Textauszug >>
......

Forscher präsentieren neues Konzept für Warp-Antrieb

Geschrieben am 10.12.2025
von Andreas Müller

Houston (USA) – Während der sogenannte Warp-Antrieb den meisten vermutlich nur aus Star Trek bekannt sein dürfte, sind einige Physiker schon seit Jahrzehnten auf der Suche nach tatsächlichen Ansätzen für das Reisen mit Licht- bzw. Überlichtgeschwindigkeit. Ein US-Forscher hat nun ein neues theoretisches Konzept vorgestellt.

Eine klassische Warp-Blase (l.) erscheint als glatte, kugelförmige Struktur. Das neue Design (r.) teilt die Energie dagegen in mehrere getrennte, zylinderförmige Röhren auf, die an kleine Antriebsgondeln mit verjüngten Enden erinnern. Dadurch lässt sich gezielt steuern, wo und wie die Energie eingesetzt wird, statt sie in einem einzigen großen, diffusen Ring zu bündeln Quelle/Copyright: White et al., Classical and Quantum Gravity, 2025.

Wie das Team um den ehemaligen NASA-Physiker und -Raumfahrtingenieur Harold „Sonny“ White aktuell im Fachjournal „Classical and Quantum Gravity“ (DOI: 10.1088/1361-6382/ae237a) erläutert, basiert sein neues theoretisches Warp-Drive-Modell statt auf einem geschlossenen Energiering, wie er in bisherigen Konzepten zur Verzerrung der Raum-Zeit angedacht wurde, auf einer segmentierten Geometrie aus zylinderförmigen Energiekanälen. Mittels mehrerer getrennte „Warp-Nacelles“ soll der neue Ansatz technisch kontrollierbarer und potenziell sicherer sein.

Sci-Fi trifft auf Physik

Die Grundlagen des Warp-Antriebs gehen auf das Jahr 1994 zurück, als der mexikanische Physiker Miguel Alcubierre erstmals ein mathematisch konsistentes Modell für Überlichtgeschwindigkeit innerhalb der Allgemeinen Relativitätstheorie vorlegte. Sein Konzept sieht vor, den Raum vor einem Raumschiff zu stauchen und hinter ihm wieder auszudehnen, sodass sich das Objekt selbst lokal nicht schneller als Licht bewegt. Statt also das Raumschiff zu bewegen, wird der Raum um das Raumschoff herum geführt. Der Preis dafür ist jedoch extrem hoch: Das Modell erfordert sogenannte exotische Materie mit negativer Energiedichte sowie enorme, bis auf Weiteres mit uns bekannten Methoden nicht erreichbare Energiemengen.

......

Gespeicherte Daten >>
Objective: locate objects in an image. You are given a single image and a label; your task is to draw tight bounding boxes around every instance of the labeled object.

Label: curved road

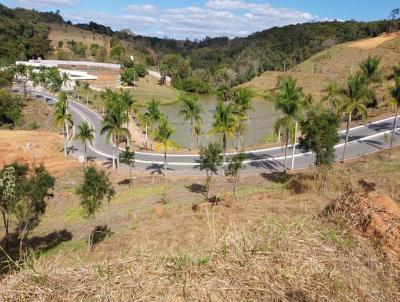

......

Ziel der Übung >>
In welchem Jahr legte Miguel Alcubierre laut dem Textauszug erstmals ein mathematisch konsistentes Modell für Überlichtgeschwindigkeit innerhalb der Allgemeinen Relativitätstheorie vor?

Lösung der Übung >>
Im Jahr 1994.